| What you are asked to do |
State how many lines in the data below contain the string "positive", giving only the number.

[Dataset entries]

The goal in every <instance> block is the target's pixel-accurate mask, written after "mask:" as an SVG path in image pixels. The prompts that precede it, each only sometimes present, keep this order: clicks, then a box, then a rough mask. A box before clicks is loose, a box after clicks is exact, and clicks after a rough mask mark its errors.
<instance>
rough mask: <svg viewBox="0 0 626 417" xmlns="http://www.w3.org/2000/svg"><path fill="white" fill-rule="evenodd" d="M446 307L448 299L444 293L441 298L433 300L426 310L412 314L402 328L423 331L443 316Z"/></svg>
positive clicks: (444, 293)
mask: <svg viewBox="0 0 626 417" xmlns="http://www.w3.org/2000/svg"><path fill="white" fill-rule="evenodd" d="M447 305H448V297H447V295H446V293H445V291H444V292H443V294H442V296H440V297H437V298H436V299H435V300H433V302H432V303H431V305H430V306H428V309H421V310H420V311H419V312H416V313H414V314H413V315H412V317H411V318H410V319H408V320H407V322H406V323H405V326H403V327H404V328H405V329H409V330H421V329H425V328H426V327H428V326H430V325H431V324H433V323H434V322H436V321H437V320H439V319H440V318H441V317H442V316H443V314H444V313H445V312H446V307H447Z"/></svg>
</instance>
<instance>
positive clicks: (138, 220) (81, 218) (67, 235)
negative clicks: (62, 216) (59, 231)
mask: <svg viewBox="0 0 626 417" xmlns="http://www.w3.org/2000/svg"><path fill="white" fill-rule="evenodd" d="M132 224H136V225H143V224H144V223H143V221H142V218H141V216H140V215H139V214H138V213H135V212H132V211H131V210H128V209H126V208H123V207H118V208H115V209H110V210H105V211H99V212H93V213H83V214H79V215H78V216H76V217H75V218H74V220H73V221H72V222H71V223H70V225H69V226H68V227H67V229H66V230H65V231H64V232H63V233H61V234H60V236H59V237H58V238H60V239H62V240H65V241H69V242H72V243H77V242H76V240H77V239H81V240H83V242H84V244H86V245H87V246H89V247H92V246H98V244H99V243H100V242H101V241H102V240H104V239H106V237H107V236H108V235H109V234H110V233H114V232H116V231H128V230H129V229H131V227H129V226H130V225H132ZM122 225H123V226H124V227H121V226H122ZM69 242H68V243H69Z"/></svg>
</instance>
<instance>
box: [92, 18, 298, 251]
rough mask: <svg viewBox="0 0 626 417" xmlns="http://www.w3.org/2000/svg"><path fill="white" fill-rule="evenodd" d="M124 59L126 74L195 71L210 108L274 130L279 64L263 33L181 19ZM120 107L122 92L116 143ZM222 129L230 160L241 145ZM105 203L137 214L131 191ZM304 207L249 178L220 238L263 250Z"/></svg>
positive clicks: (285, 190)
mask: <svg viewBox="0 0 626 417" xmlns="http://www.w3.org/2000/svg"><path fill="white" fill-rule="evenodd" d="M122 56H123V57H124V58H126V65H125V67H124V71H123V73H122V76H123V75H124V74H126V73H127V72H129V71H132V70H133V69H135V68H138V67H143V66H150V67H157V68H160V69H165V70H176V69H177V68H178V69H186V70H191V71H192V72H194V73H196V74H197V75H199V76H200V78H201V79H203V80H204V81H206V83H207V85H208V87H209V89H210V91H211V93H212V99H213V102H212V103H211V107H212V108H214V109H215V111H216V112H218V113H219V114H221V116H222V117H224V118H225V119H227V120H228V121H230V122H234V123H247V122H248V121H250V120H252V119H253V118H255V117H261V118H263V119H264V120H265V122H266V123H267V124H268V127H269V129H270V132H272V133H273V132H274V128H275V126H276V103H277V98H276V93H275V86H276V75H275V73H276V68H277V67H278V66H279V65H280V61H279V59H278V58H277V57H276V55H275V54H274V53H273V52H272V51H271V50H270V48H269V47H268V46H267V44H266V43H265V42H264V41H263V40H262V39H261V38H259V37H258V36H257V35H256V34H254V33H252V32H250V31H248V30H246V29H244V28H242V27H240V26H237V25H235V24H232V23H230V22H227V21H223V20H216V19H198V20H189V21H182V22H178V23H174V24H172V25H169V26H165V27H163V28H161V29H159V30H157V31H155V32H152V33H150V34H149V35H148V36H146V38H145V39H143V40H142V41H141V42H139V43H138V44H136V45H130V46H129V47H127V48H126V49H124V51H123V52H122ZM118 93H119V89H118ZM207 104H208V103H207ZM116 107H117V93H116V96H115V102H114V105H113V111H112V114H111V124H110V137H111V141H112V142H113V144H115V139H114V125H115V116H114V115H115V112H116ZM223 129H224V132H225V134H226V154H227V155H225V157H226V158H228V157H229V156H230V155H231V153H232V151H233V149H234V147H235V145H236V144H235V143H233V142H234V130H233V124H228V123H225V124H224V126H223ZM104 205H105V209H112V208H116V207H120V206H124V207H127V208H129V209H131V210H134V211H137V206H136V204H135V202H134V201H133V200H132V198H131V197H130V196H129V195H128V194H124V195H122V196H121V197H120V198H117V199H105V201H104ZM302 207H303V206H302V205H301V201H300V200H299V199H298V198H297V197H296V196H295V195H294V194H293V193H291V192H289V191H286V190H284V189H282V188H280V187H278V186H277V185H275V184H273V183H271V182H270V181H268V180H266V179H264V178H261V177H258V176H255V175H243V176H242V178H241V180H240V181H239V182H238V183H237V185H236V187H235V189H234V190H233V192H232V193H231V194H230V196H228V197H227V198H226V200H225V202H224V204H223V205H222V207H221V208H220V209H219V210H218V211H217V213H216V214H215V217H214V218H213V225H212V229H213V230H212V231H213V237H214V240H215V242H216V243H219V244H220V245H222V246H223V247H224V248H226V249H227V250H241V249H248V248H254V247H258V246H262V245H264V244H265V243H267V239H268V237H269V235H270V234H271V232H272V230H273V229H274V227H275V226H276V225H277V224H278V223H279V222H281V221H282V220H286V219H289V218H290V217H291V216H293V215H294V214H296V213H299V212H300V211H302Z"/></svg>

| Answer space |
3